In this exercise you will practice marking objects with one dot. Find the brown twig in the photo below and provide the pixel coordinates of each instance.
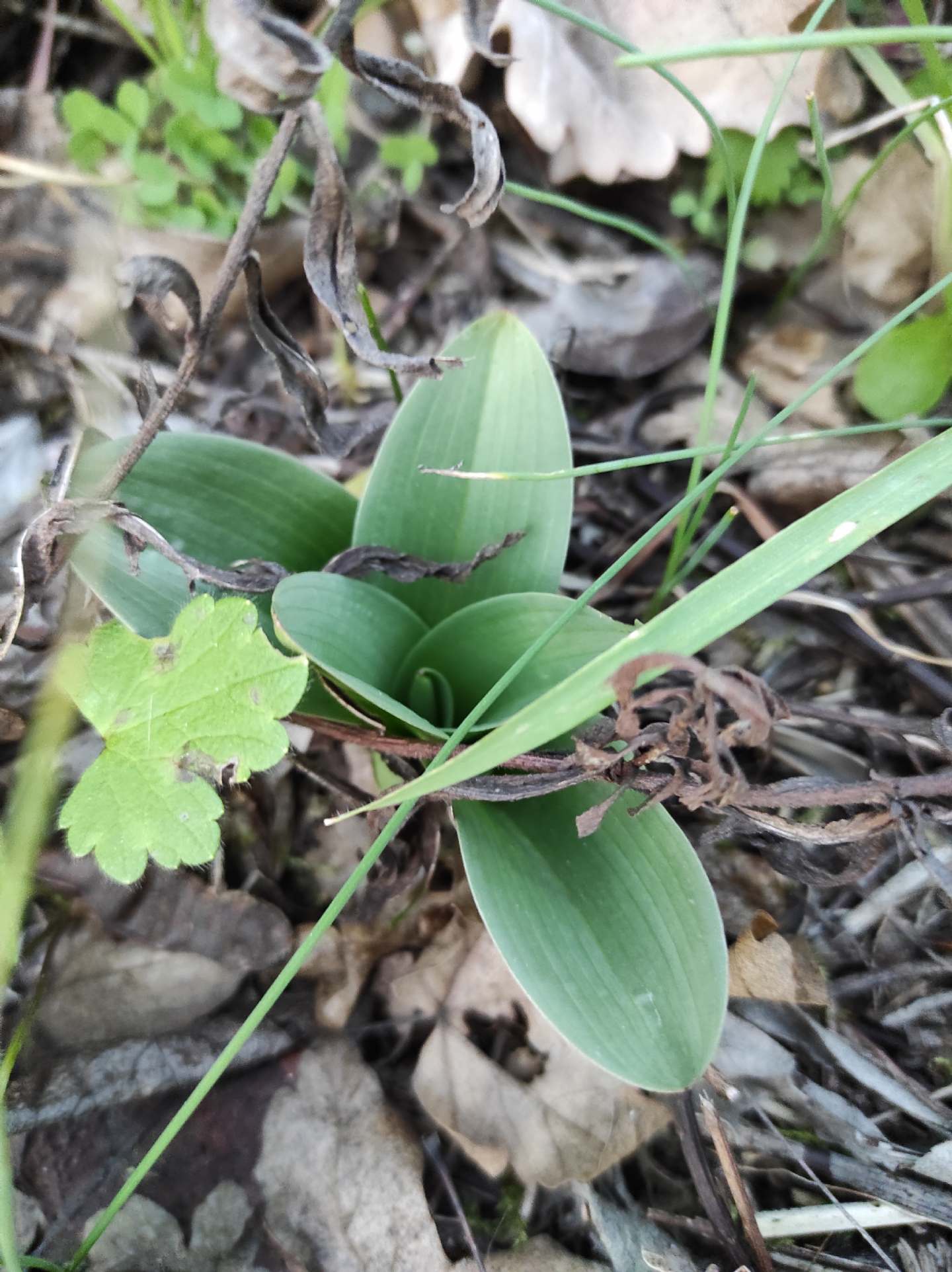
(738, 1187)
(225, 279)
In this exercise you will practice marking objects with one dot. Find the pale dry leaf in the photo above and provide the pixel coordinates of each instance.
(537, 1255)
(805, 475)
(265, 63)
(103, 991)
(764, 965)
(789, 358)
(610, 124)
(889, 234)
(550, 1112)
(633, 326)
(341, 1175)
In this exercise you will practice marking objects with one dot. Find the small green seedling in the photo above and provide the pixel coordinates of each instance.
(176, 715)
(783, 177)
(181, 150)
(410, 154)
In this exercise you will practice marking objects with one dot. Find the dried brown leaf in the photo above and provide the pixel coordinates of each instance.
(265, 63)
(154, 278)
(103, 992)
(537, 1255)
(610, 124)
(405, 83)
(340, 1174)
(764, 965)
(299, 376)
(546, 1109)
(330, 258)
(366, 559)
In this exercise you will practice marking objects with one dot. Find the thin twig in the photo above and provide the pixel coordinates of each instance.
(225, 279)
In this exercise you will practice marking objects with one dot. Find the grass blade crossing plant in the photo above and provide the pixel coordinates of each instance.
(797, 42)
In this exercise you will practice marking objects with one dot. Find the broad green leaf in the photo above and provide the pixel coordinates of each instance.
(175, 714)
(616, 937)
(721, 603)
(87, 114)
(909, 370)
(500, 410)
(356, 634)
(219, 500)
(133, 100)
(476, 645)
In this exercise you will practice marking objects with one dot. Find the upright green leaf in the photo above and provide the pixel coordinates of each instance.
(721, 603)
(357, 635)
(500, 410)
(219, 500)
(616, 937)
(476, 645)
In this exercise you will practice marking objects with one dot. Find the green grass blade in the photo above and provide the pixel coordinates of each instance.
(732, 261)
(721, 603)
(670, 457)
(797, 42)
(578, 19)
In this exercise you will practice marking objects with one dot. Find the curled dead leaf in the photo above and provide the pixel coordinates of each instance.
(610, 124)
(265, 63)
(154, 278)
(405, 83)
(330, 258)
(299, 376)
(545, 1108)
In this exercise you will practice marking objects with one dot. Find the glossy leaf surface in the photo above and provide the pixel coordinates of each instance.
(500, 410)
(616, 937)
(357, 635)
(476, 645)
(219, 500)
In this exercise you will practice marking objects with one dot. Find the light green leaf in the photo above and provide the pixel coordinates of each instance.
(219, 500)
(158, 181)
(181, 134)
(616, 937)
(175, 714)
(500, 410)
(87, 114)
(476, 645)
(87, 150)
(133, 100)
(357, 635)
(909, 370)
(715, 607)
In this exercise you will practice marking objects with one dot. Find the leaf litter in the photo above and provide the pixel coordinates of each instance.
(413, 991)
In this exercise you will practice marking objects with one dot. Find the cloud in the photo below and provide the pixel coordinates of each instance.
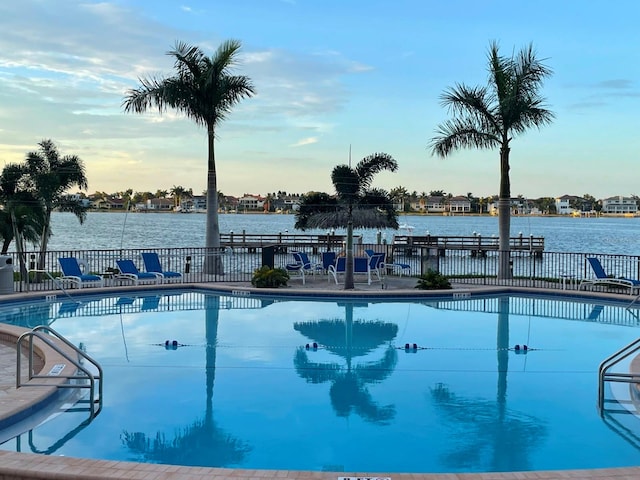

-*-

» **REQUIREMENTS**
Reproduce all the data above with "dot" replaced by "point" throughout, leaving everything else unchanged and omitting the pictures.

» **SOLUTION FOR THIS TASK**
In this exercise you will practice marking objects with one point. Find the brown twig in the photo below and provide the pixel coordinates of each instance.
(738, 1187)
(225, 279)
In this exercise you will practice marking objects with one point. Find the pale dry leaf in the photo above and provide the pixel coordinates of each instance.
(537, 1255)
(805, 475)
(265, 63)
(103, 991)
(764, 965)
(789, 358)
(610, 124)
(889, 234)
(550, 1112)
(633, 326)
(341, 1175)
In this exercise you will practice marking objects with one point. Find the small green seedling in the photo above and provide the pixel coordinates of each instance.
(176, 715)
(783, 177)
(181, 150)
(410, 154)
In this exercise you will practice marking objects with one point. Find the dried brown leaf in the photo above and provide the pixel coordinates of each instance.
(265, 63)
(154, 278)
(103, 992)
(537, 1255)
(610, 124)
(405, 83)
(340, 1174)
(764, 965)
(299, 376)
(546, 1109)
(330, 258)
(366, 559)
In this exercise you will practice marking objects with one point. Find the thin twig in the photo above and provide the pixel coordinates of each instance.
(225, 279)
In this exercise you will practice marking objects with one point. Find the grass blade crossing plant in the photo above and provide the pixel coordinates of each instance.
(797, 42)
In this exercise you will practice marking objects with one point. Find the broad green leaf in the photo above and provide the pixel coordinates of each instance.
(175, 714)
(616, 937)
(721, 603)
(87, 114)
(909, 370)
(500, 410)
(356, 634)
(219, 500)
(133, 100)
(476, 645)
In this exercise you will practice marking objects with one point. Find the upright green leaf in the photo above and provide the pixel coordinates of each instance.
(721, 603)
(357, 635)
(500, 410)
(219, 500)
(616, 937)
(476, 645)
In this exercise you will practice marking objects with one point. Find the green grass blade in the photo above and provide the pixel coordinates of each instance.
(732, 261)
(721, 603)
(670, 457)
(797, 42)
(578, 19)
In this exercise you will practice marking objects with one point. Find the curled dead leaf in the photo above and provide the pixel coordinates of each instance.
(610, 124)
(265, 63)
(154, 278)
(405, 83)
(330, 258)
(299, 376)
(545, 1108)
In this exercise you will practice marking objects with one point. Find the glossy leaf surface in the photo above and provide the pixel coordinates of each instance.
(500, 410)
(616, 937)
(357, 635)
(476, 645)
(219, 500)
In this exercise you will practice marking objects with one point. Find the light green leaf in the photo above and provide the pixel coordinates of each instance.
(219, 500)
(158, 181)
(181, 134)
(616, 937)
(175, 714)
(500, 410)
(87, 114)
(476, 645)
(87, 150)
(133, 100)
(357, 635)
(909, 370)
(715, 607)
In this exercise you will practice marking objects with one point. Find the leaf litter in the photo above and provide the pixel coordinates of each instance.
(413, 991)
In this exercise you will practice marking objects with one point. Find the cloud in the photo below and provide the pixel coordinates of each instance.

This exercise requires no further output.